Consigne 1 | Relevez chacune des lignes des entrées qui contient la chaîne « lamp ».

Extrait du texte |
Récit Moncoeur – épisode 2 – avec dedans : pain de mie, bar chez Fred, une clope, être immortel ?


Lire l’épisode précédent C’est quoi moncoeur ? (1) avec dedans : aorte, coeur de boeuf, Lunel, éditeur, devenir quelqu’un d’autre ?


chapitre 2 /
Revenons au mois de mars 2012.
J’écrivais quotidiennement des choses dans un petit carnet.

Par exemple : « Il y a quelque chose qui cloche » à cause de cette apnée que me faisaient les refus des éditeurs.
Par exemple : « J’ai l’impression d’exister de moins en moins »
Dire que je pensais être en train de traverser une épreuve…

Plus loin dans le carnet : « Je suis assise en terrasse chez Fred, au soleil, je sens un peu de chaleur sur mon visage. Pourtant j’ai envie de me cacher. Avec la tentation de tout réécrire. Je n’aurais pas dû envoyer le manuscrit.

(Entrées de pointage d'objets étiquetés)

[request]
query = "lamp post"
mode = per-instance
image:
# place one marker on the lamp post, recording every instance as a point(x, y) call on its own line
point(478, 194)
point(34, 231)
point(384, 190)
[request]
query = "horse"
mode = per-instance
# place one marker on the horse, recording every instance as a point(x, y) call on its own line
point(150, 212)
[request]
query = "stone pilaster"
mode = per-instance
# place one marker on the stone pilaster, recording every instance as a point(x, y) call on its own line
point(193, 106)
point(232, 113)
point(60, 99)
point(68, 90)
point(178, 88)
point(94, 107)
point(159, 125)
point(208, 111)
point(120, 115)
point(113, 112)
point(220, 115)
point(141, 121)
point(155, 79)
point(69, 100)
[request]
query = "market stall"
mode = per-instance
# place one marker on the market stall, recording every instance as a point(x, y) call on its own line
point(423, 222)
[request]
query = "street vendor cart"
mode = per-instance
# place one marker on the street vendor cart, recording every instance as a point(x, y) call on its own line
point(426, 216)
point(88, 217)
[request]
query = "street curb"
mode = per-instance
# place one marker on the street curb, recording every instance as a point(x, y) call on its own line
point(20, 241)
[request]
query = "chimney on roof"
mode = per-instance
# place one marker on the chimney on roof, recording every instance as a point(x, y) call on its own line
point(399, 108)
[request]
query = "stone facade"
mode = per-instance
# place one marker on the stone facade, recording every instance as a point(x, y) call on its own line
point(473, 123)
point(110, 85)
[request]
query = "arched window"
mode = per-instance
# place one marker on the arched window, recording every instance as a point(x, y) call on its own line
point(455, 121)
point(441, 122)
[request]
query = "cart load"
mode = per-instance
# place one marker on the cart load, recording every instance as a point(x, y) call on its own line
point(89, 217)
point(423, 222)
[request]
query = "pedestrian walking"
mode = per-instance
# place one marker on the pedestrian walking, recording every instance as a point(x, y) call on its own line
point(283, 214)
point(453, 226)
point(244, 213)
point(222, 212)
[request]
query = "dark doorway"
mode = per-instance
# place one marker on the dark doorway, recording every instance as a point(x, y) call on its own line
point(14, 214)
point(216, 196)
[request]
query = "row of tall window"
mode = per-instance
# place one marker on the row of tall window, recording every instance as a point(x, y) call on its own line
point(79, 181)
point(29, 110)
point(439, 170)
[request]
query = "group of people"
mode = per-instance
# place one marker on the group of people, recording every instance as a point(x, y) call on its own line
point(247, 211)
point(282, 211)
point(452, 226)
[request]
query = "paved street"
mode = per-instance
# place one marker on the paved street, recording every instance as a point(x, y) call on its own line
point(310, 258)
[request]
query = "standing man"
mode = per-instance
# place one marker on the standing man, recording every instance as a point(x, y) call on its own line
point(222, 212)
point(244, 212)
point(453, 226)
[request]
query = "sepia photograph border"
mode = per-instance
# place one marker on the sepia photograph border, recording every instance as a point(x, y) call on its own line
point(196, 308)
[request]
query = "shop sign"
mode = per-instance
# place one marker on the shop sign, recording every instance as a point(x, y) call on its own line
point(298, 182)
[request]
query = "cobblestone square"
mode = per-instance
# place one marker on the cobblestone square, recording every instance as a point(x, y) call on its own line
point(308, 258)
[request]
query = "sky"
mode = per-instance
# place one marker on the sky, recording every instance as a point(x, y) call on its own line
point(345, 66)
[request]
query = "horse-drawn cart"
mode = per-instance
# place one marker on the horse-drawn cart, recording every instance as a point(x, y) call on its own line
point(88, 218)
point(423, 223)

Consigne 2 | Reformulez sous forme de liste, en conservant ses faits principaux, le paragraphe de l'extrait qui débute par « Par exemple ».

Réponse 1 |
query = "lamp post"
# place one marker on the lamp post, recording every instance as a point(x, y) call on its own line

Réponse 2 |
- Note dans le carnet : « Il y a quelque chose qui cloche », à cause de l'apnée provoquée par les refus des éditeurs.
- Autre note : « J'ai l'impression d'exister de moins en moins ».
- Constat : on croyait alors traverser une épreuve.